Job: Render the data from the line with "bare tree branch" to the line with "top-left (15, 71), bottom-right (906, 714)", both included, as a Markdown table with columns Row and Line. Number each row and leave out any blank lines.

Input data:
┏━━
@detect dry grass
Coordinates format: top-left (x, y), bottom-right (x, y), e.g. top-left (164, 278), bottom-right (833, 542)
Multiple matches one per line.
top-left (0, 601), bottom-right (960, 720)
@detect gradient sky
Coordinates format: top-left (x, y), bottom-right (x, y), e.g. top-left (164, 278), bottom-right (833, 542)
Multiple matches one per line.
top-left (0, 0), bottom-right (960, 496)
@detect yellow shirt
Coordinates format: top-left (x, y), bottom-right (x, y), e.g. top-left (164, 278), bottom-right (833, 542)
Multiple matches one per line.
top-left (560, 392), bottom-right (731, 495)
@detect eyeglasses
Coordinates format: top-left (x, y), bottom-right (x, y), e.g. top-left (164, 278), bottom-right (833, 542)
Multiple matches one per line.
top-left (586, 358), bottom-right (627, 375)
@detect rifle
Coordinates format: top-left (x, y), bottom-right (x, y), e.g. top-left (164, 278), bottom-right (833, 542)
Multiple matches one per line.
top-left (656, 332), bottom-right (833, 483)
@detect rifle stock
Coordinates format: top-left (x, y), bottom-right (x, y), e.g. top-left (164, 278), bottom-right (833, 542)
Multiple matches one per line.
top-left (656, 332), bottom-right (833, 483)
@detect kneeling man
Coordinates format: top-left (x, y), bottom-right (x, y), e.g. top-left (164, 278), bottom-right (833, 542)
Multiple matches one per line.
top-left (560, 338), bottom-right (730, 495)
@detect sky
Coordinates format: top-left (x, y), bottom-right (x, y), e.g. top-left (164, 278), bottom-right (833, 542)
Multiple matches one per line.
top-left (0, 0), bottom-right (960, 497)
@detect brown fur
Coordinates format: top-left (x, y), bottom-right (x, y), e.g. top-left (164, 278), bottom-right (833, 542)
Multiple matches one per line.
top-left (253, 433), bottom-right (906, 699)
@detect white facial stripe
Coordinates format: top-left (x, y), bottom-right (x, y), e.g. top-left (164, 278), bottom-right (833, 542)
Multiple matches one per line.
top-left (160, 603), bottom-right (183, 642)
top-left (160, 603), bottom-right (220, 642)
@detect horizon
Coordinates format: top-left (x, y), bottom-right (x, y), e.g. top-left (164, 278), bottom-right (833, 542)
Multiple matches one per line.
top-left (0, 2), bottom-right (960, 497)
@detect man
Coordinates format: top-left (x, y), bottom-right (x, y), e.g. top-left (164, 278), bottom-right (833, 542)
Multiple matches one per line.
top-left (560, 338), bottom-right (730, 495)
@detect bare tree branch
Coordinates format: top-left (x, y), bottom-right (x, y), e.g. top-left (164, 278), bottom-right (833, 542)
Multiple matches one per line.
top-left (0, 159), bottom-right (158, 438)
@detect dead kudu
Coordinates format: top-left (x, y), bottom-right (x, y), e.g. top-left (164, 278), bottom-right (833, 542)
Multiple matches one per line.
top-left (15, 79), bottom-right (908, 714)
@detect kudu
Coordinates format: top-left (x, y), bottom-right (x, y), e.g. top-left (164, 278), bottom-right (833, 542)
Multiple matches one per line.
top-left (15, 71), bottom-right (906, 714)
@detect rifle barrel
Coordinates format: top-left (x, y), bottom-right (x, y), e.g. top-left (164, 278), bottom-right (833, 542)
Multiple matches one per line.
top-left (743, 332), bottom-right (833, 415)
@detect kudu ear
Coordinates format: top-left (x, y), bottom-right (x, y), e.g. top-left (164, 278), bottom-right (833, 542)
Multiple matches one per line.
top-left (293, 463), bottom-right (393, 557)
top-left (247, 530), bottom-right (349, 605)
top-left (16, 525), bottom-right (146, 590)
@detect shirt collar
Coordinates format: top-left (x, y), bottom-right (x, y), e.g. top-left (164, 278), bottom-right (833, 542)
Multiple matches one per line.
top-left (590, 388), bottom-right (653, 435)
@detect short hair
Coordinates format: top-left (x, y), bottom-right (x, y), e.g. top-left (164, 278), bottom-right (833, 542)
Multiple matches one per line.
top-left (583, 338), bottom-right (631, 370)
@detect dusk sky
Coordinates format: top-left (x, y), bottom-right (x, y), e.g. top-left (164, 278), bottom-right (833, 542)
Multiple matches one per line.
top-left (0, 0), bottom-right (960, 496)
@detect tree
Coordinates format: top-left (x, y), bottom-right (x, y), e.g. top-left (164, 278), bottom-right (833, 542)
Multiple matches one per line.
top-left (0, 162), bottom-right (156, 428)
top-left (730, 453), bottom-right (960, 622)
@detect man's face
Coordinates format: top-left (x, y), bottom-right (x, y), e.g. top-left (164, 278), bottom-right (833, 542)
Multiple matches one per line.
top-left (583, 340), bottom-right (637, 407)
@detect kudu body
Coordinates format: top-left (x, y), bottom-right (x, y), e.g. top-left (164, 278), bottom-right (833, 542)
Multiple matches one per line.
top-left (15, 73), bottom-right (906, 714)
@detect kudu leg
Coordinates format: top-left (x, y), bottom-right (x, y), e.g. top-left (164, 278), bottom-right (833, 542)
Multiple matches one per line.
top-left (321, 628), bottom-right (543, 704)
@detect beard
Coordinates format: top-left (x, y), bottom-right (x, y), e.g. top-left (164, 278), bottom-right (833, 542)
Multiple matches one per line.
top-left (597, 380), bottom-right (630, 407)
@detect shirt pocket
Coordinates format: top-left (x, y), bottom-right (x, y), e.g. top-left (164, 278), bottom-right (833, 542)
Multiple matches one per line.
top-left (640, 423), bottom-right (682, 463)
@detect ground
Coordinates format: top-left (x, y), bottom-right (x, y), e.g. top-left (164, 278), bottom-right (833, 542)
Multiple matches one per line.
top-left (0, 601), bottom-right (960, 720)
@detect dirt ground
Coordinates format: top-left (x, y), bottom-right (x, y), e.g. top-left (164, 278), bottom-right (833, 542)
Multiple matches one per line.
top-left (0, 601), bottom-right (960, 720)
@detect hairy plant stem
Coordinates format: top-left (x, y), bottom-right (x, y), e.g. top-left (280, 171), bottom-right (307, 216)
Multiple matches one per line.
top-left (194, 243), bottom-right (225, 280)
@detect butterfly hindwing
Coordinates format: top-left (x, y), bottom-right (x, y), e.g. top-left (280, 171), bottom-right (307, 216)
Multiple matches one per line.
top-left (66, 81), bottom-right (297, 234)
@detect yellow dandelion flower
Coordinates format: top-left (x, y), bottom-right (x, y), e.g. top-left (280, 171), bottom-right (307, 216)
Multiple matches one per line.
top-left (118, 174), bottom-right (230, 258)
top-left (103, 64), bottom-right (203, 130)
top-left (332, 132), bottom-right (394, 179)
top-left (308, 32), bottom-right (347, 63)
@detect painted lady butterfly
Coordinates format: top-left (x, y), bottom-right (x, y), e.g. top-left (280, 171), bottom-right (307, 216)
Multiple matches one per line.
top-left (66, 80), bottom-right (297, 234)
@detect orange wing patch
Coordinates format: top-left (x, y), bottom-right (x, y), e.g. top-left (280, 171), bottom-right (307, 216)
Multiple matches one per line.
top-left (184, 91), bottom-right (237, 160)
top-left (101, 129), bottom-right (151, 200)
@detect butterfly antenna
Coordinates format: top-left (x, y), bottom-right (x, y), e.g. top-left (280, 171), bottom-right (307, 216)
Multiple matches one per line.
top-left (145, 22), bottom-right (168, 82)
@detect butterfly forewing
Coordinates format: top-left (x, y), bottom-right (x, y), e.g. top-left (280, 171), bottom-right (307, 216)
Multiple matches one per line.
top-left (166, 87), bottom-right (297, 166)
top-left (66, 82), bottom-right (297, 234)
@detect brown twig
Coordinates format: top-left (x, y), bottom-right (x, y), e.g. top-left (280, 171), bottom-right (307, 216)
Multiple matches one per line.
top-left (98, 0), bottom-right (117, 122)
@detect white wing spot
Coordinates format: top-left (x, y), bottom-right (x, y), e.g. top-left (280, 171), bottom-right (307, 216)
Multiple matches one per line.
┗━━
Exercise response:
| Row | Line |
|---|---|
| 1 | @detect bare tree branch |
| 2 | Coordinates format: top-left (x, y), bottom-right (x, y), e.g. top-left (164, 278), bottom-right (833, 542) |
| 3 | Multiple matches one per line. |
| 4 | top-left (0, 159), bottom-right (158, 438) |
| 5 | @detect dead kudu |
| 6 | Coordinates format: top-left (x, y), bottom-right (x, y), e.g. top-left (164, 278), bottom-right (833, 542) |
| 7 | Multiple matches one per line. |
| 8 | top-left (15, 79), bottom-right (908, 714) |
| 9 | @detect kudu |
| 10 | Coordinates format: top-left (x, y), bottom-right (x, y), e.g. top-left (164, 278), bottom-right (833, 542) |
| 11 | Multiple matches one per line. |
| 12 | top-left (15, 71), bottom-right (906, 714) |